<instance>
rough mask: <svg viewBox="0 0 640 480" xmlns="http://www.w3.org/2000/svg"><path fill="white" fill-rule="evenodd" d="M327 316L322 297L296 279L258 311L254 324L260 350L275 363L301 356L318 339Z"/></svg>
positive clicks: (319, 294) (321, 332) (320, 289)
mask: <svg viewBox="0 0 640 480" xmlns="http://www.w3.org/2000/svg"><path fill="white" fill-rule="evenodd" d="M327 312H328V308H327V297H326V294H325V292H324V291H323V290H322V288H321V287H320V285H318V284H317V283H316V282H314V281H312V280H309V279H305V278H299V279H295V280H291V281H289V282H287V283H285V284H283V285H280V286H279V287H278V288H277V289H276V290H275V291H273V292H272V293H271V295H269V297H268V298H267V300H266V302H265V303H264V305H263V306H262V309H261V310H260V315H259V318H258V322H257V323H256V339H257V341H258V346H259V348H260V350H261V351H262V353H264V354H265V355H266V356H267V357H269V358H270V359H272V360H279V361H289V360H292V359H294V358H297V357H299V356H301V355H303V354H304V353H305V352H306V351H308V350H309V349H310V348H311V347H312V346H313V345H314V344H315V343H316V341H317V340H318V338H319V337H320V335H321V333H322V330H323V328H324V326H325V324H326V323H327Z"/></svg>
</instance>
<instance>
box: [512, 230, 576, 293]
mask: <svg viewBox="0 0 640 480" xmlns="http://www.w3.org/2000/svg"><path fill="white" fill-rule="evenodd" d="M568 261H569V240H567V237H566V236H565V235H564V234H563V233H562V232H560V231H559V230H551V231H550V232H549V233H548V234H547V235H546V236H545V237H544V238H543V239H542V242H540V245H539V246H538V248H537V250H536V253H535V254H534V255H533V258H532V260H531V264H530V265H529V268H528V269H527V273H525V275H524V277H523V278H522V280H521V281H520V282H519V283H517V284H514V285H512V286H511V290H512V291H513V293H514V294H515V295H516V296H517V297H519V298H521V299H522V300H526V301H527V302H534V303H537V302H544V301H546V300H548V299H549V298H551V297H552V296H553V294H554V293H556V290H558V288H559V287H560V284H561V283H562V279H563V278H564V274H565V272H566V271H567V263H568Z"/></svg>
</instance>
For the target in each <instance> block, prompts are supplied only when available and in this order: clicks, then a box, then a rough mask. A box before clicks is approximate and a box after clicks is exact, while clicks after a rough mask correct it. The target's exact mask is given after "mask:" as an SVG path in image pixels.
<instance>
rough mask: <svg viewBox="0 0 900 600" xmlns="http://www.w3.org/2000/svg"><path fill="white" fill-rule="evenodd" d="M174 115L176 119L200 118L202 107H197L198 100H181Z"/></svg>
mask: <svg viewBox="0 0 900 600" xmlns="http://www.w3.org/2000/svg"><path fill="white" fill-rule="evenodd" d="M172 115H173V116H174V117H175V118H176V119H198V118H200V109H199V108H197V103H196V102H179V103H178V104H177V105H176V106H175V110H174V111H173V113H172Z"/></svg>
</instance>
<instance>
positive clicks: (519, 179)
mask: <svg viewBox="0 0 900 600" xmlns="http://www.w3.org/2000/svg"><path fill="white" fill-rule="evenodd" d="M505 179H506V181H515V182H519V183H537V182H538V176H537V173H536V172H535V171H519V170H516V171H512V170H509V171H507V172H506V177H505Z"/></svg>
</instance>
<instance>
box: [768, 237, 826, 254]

::::

**Task**. Copy the material word for word, starting with its first line and stopping after the line that contains "positive clicks: (319, 294)".

**Result for this exercise**.
<instance>
rough mask: <svg viewBox="0 0 640 480" xmlns="http://www.w3.org/2000/svg"><path fill="white" fill-rule="evenodd" d="M327 316L322 297L296 279L258 311L254 324L260 350L275 363L301 356L318 339Z"/></svg>
positive clicks: (319, 294) (321, 332) (320, 289)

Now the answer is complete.